#### TASK DATA
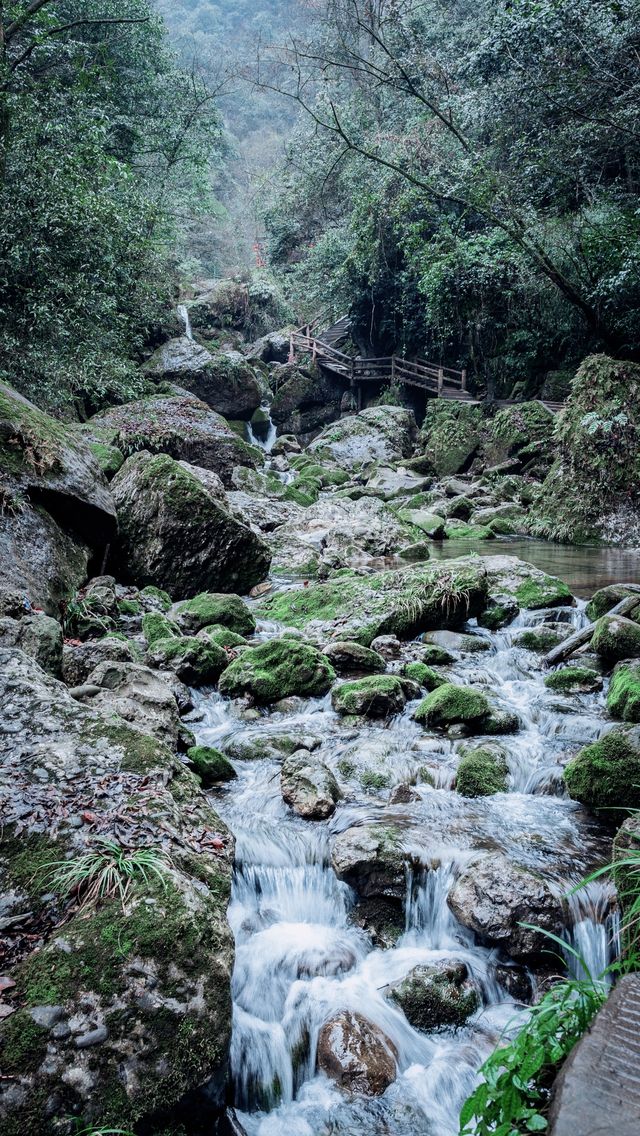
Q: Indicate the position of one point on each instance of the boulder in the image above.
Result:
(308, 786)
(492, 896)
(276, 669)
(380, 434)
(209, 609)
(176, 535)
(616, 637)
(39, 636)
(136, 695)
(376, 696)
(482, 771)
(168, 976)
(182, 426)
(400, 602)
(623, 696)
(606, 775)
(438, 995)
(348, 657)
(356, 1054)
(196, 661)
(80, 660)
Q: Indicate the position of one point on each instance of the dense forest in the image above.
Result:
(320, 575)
########
#### TASK DATA
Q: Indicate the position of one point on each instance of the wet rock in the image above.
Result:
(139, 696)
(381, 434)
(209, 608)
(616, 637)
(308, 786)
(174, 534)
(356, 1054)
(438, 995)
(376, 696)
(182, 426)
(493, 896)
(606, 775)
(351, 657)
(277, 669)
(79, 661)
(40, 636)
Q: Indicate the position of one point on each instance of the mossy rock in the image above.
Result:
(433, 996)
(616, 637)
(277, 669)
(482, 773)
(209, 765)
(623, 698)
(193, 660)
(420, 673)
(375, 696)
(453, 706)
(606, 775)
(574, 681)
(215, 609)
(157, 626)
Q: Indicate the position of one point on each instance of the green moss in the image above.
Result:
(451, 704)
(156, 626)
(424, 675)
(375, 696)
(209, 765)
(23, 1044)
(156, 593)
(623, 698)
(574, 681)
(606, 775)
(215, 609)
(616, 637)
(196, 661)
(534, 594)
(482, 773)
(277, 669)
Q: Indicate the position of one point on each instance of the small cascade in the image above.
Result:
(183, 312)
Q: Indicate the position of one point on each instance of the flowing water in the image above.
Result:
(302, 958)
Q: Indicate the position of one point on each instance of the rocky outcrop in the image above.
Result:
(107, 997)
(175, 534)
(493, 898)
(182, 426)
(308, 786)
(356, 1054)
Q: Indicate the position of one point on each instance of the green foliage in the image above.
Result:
########
YOUR ASSIGNMENT = Please find all lines of the entries that hold the string "green" and copy them.

WRITTEN SOLUTION =
Q: Indicate the position of one point on each instance of the green moss in the image above.
Q: Indicate the position of one point on each instance of the green foliage in the image above.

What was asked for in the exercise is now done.